>> BEGIN Page excerpt
Hierarchy of Working with Purpose

Maslow’s Hierarchy of Needs and Daniel Pink’s Motivation 3.0 principles tell us a lot about what motivates us in the workplace. Our Hierarchy of Working with Purpose borrows from that broader body of psychology research and is a pragmatic guide for leaders to unlock the potential of their teams:

Hierarchy of Working with Purpose

Like Maslow’s hierarchy, we start at the bottom of the pyramid and can only “un-lock” the next level by satisfying the preceding one.

Prioritized, Intentional Work
I know what to work on and I’m working on the most important things.

If a leader doesn’t regularly communicate priorities and make clear what’s most important, their team won’t know why they’re performing one task vs. another. Conversely, an environment where clear priorities inform decision-making is the foundation for purposeful work.

💯 Autonomy and Ownership
I feel ownership of my work and have autonomy to achieve it.

Letting your team own outcomes and affording them creativity for how to achieve them builds a positive culture of ownership and accountability. When we have autonomy and feel ownership of our work, we naturally look to imbue it with meaning.

🤜 🤛 Connectedness / Alignment
I know how how my work is connected to the greater whole.

Evan at moderately sized organizations, it’s easy for the work of an individual or team to feel isolated. It’s essential for leaders to help connect the dots between what the CEO says are the top priorities and what their team is trying to accomplish everyday. There’s also an opportunity to seek out disparate teams working on similar problems, which additionally adds to the sense of collectively working towards common purpose.

🙏 Higher Calling
I’m inspired by my company’s mission and make it my own.

At the top of the hierarchy lies the opportunity for employees to be fully engaged in a purpose-driven company. One of leader’s key responsibilities is to formalize the mission, typically expressed as a statement or single paragraph and often complimented by a vision and written long-term strategy.

Getting the mission and other pieces formally in place is fundamental. But to make the mission more impactful than something just written in the employee handbook, there needs to be regular, tangible progress towards it (e.g., context for connecting work to impact). One of the best tools a leader has to accomplish that is by setting medium and long-term aspirational goals. When the team not only believes in the mission, but sees the company making incremental progress towards it, they’ll want to keep pushing even harder.

Putting It All Together

Even “routine” work can take on meaning and purpose when I understand its importance, I feel ownership of it, I know how it fits into the bigger picture for the company, and I see that we’re steadily moving forward on our mission.

Enter OKRs

The Objectives and Key Results (OKRs) framework can be a superpower for creating an environment where employees are able to work with purpose. Companies like Intel, LinkedIn and Airbnb have achieved amazing results with OKRs, but less often discussed is the fact that deploying a goal framework in the right way can create a vastly better working environment (note that much of this also applies to other great goal setting frameworks like V2MOM).

Let’s use the Hierarchy of Purposeful Work to see how.
>> END Page excerpt
→ **Problem set**
1 - According to the Hierarchy of Working with Purpose page, which companies have achieved amazing results with OKRs?
2 - In the Hierarchy of Working with Purpose page, please rewrite the passage starting with "Maslow’s Hierarchy of" and going on through "for purposeful work.", changing "pyramid" to "triangle".
The rows below come from a separate, unrelated source.
>> BEGIN Entries shown
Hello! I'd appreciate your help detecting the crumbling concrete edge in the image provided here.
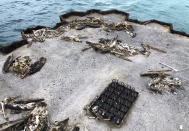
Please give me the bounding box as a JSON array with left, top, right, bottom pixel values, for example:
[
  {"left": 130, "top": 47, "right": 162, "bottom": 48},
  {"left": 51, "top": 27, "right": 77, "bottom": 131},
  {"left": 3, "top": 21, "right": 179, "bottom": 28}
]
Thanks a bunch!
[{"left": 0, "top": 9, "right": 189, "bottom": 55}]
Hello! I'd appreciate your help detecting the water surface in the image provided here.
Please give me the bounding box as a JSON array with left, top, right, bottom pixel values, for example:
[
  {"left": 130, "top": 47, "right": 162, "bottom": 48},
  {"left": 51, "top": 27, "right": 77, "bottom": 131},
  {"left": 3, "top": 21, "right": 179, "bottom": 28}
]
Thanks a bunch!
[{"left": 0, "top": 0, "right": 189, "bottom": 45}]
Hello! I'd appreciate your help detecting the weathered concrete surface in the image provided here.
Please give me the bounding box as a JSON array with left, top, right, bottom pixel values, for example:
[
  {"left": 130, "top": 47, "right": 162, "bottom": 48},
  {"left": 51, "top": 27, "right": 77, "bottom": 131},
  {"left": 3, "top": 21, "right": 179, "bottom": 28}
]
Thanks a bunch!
>> END Entries shown
>> BEGIN Entries shown
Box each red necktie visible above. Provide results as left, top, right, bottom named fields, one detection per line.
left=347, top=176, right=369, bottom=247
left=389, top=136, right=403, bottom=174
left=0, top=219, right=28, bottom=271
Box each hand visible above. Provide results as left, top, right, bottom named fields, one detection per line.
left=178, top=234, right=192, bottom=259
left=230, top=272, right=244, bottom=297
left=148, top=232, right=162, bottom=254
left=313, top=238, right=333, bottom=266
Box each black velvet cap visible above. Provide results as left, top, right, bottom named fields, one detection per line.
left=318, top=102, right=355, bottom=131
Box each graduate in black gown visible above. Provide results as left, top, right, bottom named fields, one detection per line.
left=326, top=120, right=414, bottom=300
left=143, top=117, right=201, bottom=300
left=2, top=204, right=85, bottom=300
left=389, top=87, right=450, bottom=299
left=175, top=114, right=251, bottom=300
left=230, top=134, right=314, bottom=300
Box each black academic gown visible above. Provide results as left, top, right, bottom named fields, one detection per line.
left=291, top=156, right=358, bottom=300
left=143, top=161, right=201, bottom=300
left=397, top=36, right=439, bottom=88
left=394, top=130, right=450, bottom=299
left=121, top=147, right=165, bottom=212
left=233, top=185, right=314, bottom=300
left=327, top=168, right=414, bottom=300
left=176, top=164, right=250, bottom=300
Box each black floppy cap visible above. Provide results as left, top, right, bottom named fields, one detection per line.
>> END Entries shown
→ **Results in order**
1 - Intel, LinkedIn and Airbnb.

2 -
Maslow’s Hierarchy of Needs and Daniel Pink’s Motivation 3.0 principles tell us a lot about what motivates us in the workplace. Our Hierarchy of Working with Purpose borrows from that broader body of psychology research and is a pragmatic guide for leaders to unlock the potential of their teams:

Hierarchy of Working with Purpose

Like Maslow’s hierarchy, we start at the bottom of the triangle and can only “un-lock” the next level by satisfying the preceding one.

Prioritized, Intentional Work
I know what to work on and I’m working on the most important things.

If a leader doesn’t regularly communicate priorities and make clear what’s most important, their team won’t know why they’re performing one task vs. another. Conversely, an environment where clear priorities inform decision-making is the foundation for purposeful work.